Job:
In the 1927 North Carolina court opinion below, which institution was appointed temporary receiver of the Merchants Bank and Trust Company's assets?
[Begin Excerpted passage]
136 S.E. 362 | N.C. | 1927
On 29 May, 1926, the Corporation Commission of North Carolina brought suit in the Superior Court of Forsyth County against the Merchants Bank and Trust Company of Winston-Salem, alleging its insolvency, and obtained an order appointing the Wachovia Bank and Trust Company temporary receiver of its assets, which appointment was later made permanent. Thereafter the receiver filed its report alleging "that the assets of the Merchants Bank and Trust Company are insufficient to discharge its obligations, and that it will be necessary to assess the shares of stock, issued by said bank, to the full amount allowed by law." Whereupon it was ordered that all the stockholders of the defunct bank be made parties defendant in this action, to the end that their liabilities might be ascertained and determined as the law directs. Trust Co. v. Leggett,
The said stockholders, in obedience to the order of court and in answer to the receiver's petition, do not deny their ultimate liability, but they allege that shortly after the organization of the Merchants Bank and Trust Company and continuously thereafter, the officers and directors of the said institution, through gross neglect and wilful mismanagement of the affairs of the corporation, brought about its insolvency and subsequent failure. Therefore they pray that all the officers and directors of said banking corporation, not already parties herein, be made parties to this proceeding and that the liability of said officers and directors be fixed and collected as an asset of the bank before any assessment is levied on the shares of stock held by the appellants herein.
It is further alleged by one of the defendants, E. J. Angelo, that some twelve months prior to the institution of this action, he was induced *115 through the fraudulent representations of an agent of the Merchants Bank and Trust Company to purchase ten shares of stock in said corporation and executed in payment thereof his note in the sum of $1,000, which he now asks to have canceled.
The trial court held that the matters and things set up in the answers of the defendants constitute no defense, either in law or in fact, to the complaint and petition of the receiver; whereupon judgment was rendered on the pleadings for the full "double liability" of the stockholders. From this judgment the stockholders appeal, assigning errors. after stating the case: The principal question presented is whether the stockholders of the Merchants Bank and Trust Company are entitled to have the tort liability of the officers and directors of said corporation ascertained, and collection enforced as far as possible, before determining what assessment, if any, should be made on the shares of stock issued by said bank and held by appellants at the time of its insolvency and failure. It is alleged by the defendants that, if this liability were reduced to judgment and collection enforced, the assets of the bank would be amply sufficient to discharge its obligations, thereby rendering it unnecessary to assess any portion of the stockholders' double liability under the statute.
That the right of action against the officers and directors of a banking corporation, for loss or depletion of the company's assets, due to their wilful or negligent failure to perform their official duties, is a right accruing to the bank, enforceable by the bank itself prior to insolvency, and hence enforceable by the receiver for the benefit of the bank, as well as for the benefit of its creditors, is the holding or rationale of all the decisions on the subject. Douglass v. Dawson,
That such right of action is an asset of the bank is also the uniform holding of the cases. Clark v. Bank, supra; Benedum v. Bank, 78 S.E. (W. Va.), 656. Bolles, in his Modern Law of Banking, vol. 2, pp. 821822, classifies both the liability of the directors for gross mismanagement, and the double liability of stockholders, as assets in the hands of an insolvent bank for the benefit of its creditors.
[End Excerpted passage]
[Begin Information shown]
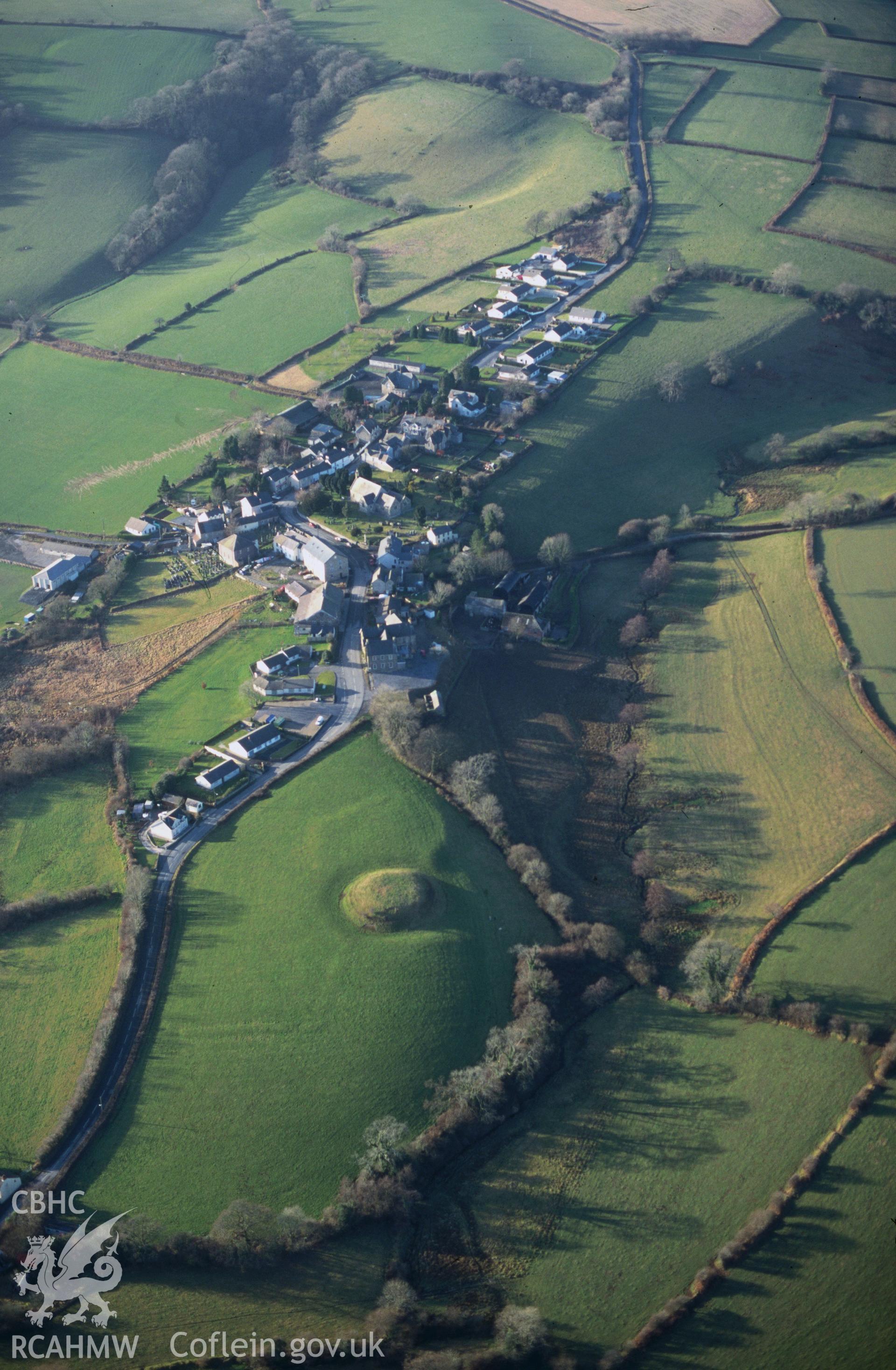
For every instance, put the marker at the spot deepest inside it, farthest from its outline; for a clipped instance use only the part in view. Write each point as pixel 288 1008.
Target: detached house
pixel 466 403
pixel 257 743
[End Information shown]
Output for this task:
The Wachovia Bank and Trust Company